*GIVEN TASK*
The records should be repeated word for word, pictures excluded.
--
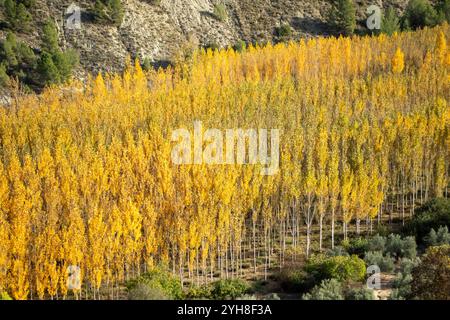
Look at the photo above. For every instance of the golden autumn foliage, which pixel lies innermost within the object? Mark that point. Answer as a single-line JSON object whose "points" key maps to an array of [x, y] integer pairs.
{"points": [[86, 176]]}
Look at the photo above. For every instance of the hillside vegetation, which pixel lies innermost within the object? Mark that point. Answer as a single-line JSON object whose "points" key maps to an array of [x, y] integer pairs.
{"points": [[87, 178]]}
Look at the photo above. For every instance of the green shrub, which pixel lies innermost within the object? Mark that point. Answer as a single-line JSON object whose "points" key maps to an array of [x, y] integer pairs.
{"points": [[432, 215], [229, 289], [390, 23], [437, 238], [339, 267], [401, 248], [431, 278], [342, 16], [407, 265], [402, 280], [220, 12], [337, 251], [329, 289], [377, 243], [360, 294], [159, 279], [419, 14], [385, 263], [402, 287], [358, 246]]}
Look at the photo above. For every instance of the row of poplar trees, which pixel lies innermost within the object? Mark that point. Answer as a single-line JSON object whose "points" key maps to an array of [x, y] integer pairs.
{"points": [[87, 180]]}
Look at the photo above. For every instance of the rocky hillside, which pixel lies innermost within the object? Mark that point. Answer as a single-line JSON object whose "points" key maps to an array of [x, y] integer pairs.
{"points": [[157, 29]]}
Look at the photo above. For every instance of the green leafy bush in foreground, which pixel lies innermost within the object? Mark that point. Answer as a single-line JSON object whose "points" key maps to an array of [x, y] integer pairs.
{"points": [[432, 215], [338, 267], [385, 263], [228, 289], [329, 289], [158, 281]]}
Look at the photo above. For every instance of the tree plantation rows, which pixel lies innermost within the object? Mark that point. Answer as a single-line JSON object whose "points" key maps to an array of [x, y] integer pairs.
{"points": [[86, 176]]}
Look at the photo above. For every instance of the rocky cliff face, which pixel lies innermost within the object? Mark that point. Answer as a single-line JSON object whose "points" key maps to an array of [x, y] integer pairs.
{"points": [[158, 31]]}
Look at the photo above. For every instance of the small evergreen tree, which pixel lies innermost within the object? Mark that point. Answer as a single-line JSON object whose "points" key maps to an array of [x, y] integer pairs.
{"points": [[443, 11], [343, 16], [17, 14], [55, 66], [419, 14], [390, 23], [108, 11]]}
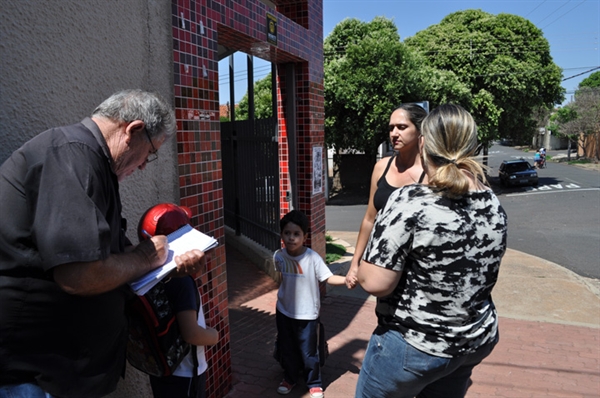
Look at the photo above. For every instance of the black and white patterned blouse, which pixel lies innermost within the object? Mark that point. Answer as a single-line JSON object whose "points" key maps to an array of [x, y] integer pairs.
{"points": [[449, 253]]}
--
*ANSWER FOR THIS EXERCISE*
Look at the photo above. For every instance of the golden autumn foliage, which pixel lies innermost within the object? Mark that point. Answer as a single-line JSON object whose "points" key maps to an array of [x, y] integer pairs.
{"points": [[86, 176]]}
Look at the photo above. For every instance of the hillside vegetation, which pixel lies innermost within the object? Mark that point. Answer as a single-line JSON object whose "points" key maps to an array of [x, y] integer pairs.
{"points": [[87, 178]]}
Look at the photo above. For every instance of the green shrub, which pixel lies innermost within the object? Mark that point. Answer as a single-line JSON object whose "points" key maps to an array of [x, y] integer pairs.
{"points": [[432, 215], [229, 289], [390, 23], [437, 238], [339, 267], [401, 248], [431, 278], [342, 16], [407, 265], [402, 280], [220, 12], [337, 251], [329, 289], [377, 243], [360, 294], [159, 279], [419, 14], [385, 263], [402, 287], [358, 246]]}
Look at the photo above. For every instance of the row of poplar trees, which pixel lies innermost within the object? Mark that point. Answer as a single-line JSON object whose "points" key maps to an array of [x, y] integer pairs.
{"points": [[87, 180]]}
Look at the photo above. For every instance of the rocky hillside, which pixel lies innermost within the object? Mark that point. Answer as a single-line JSON object whose "points" key maps to an array of [x, y] integer pairs.
{"points": [[157, 29]]}
Look at the photo above. For every instance of the green leafy bush in foreground, which pixel lies innermost within the object? Mark that point. Answer as a single-line JSON object whose "points" key maps to an array of [x, y] integer pairs.
{"points": [[432, 215], [338, 267], [385, 263], [228, 289], [329, 289], [158, 281]]}
Look at the photo above. For every instance of the tree plantation rows, which pixel lies innermost within the object? Mark that point. Answer as a single-line JSON object whose "points" key maps to an array of [x, y] integer pairs.
{"points": [[86, 176]]}
Look at the photo above. For every instance of the rocky cliff face, which pixel lies innermost within the object? Mark that point. Answer as a single-line JSON object whose "points" key maps to an array of [x, y] integer pairs.
{"points": [[158, 31]]}
Look at the photo above. For every instance of the small evergreen tree, which pixel lies innermost within the object? Mark that point. Answer as a single-line JSON object whose "points" key maps to an array of [x, y] integer pairs.
{"points": [[443, 11], [343, 16], [17, 14], [55, 66], [419, 14], [390, 23], [108, 11]]}
Look at the photo above. For every instance of the black and white patterned blouse, which pixel lies innermost within the object? Mark that point. Answer as a single-line JSON object whose "points" key maps to an array of [x, y] integer pairs.
{"points": [[449, 253]]}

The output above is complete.